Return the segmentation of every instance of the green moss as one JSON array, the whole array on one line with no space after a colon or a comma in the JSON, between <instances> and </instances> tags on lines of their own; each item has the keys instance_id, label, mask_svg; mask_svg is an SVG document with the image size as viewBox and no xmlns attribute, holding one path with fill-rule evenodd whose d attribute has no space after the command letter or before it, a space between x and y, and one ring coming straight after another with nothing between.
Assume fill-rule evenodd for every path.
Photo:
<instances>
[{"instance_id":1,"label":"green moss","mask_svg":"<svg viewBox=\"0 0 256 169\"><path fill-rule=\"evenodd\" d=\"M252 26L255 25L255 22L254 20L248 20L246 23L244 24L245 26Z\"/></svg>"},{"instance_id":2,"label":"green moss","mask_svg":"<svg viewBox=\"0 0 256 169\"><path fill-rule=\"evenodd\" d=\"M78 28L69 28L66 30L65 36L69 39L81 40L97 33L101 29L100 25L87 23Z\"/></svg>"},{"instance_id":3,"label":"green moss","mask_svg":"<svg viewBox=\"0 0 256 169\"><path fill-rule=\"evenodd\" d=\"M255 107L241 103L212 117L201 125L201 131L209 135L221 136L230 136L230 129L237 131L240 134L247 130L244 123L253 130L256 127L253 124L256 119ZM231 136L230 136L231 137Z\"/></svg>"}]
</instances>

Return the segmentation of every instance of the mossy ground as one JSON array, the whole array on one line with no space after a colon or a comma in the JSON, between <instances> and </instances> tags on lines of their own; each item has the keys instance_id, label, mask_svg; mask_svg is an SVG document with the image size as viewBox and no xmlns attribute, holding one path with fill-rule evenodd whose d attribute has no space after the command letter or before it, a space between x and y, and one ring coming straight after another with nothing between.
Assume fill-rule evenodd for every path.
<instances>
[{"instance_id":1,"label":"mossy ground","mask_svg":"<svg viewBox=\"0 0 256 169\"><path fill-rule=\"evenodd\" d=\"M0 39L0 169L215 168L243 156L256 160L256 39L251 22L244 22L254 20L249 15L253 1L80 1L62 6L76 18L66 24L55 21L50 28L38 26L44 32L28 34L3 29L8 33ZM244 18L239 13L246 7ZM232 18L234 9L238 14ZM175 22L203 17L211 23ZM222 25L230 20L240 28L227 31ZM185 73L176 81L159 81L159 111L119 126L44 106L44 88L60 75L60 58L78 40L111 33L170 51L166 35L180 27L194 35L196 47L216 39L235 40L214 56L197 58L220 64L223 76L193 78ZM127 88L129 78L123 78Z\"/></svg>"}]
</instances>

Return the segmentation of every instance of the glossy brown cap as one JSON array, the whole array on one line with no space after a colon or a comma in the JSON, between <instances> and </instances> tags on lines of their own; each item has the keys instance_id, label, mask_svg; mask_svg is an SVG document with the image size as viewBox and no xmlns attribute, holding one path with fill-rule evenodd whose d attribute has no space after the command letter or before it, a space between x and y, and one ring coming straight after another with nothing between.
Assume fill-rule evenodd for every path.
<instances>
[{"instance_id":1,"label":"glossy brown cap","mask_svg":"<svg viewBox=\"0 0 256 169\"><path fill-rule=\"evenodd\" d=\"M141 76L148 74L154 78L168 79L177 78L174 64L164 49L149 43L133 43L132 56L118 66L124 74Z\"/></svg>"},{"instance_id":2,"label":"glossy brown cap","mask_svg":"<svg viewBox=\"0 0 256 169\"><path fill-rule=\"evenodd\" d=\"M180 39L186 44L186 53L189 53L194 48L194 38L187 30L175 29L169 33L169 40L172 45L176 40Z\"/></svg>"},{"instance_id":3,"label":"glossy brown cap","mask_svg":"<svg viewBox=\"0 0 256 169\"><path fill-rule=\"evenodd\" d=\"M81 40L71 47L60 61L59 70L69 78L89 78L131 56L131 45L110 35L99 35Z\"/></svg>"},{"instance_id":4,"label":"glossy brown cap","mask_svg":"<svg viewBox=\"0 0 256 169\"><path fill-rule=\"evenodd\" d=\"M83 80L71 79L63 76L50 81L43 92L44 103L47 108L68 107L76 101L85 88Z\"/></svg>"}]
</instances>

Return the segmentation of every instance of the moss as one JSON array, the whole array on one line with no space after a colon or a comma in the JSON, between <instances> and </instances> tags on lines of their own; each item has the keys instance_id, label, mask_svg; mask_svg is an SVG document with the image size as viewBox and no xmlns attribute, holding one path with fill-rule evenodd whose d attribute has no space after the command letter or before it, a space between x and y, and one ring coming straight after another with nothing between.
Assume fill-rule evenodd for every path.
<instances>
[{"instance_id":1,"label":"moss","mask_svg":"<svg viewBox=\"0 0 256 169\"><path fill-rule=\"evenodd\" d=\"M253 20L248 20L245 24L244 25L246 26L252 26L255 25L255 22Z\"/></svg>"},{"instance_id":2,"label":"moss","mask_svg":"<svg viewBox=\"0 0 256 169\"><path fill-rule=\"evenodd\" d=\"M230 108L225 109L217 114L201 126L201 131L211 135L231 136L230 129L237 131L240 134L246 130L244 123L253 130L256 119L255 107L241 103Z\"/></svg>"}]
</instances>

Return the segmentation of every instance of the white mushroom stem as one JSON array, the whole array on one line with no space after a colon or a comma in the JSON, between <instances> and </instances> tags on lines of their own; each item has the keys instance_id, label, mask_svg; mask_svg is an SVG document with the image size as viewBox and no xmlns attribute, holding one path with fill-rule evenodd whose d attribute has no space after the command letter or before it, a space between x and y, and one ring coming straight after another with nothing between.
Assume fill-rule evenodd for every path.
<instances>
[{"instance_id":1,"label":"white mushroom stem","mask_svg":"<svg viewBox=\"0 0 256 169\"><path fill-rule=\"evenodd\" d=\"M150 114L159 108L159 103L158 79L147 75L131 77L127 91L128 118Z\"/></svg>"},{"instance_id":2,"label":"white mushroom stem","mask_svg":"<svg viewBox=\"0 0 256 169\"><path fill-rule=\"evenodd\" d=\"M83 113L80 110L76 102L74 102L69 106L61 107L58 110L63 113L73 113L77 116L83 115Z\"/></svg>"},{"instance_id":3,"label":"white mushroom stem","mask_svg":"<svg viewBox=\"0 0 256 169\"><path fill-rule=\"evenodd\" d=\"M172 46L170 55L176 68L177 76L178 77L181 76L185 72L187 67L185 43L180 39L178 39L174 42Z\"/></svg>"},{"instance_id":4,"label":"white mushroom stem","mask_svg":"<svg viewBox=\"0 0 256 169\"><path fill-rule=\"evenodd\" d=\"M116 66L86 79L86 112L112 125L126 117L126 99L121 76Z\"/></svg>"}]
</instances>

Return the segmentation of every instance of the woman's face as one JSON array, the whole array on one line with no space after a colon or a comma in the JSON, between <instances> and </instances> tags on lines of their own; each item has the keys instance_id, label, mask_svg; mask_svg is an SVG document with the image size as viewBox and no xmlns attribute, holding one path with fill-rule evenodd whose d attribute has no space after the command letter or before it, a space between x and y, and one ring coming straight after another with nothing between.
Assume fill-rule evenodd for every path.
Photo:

Directions for this task: Reproduce the lines verbatim, beginning at the line that contains "Return the segmentation of every instance of the woman's" and continuing through the last line of the entries above, with both ends included.

Reply to the task:
Return the segmentation of every instance of the woman's face as one JSON array, the whole array on one line with no space after a colon or a comma in the JSON, between <instances> and </instances> tags on lines of their own; each item has the keys instance_id, label, mask_svg; mask_svg is an SVG document with the image size as viewBox and no xmlns attribute, holding one path with fill-rule evenodd whose d attribute has no space after the command letter or before it, a space between x and y, and one ring coming straight after another with nothing between.
Assume fill-rule evenodd for every path.
Photo:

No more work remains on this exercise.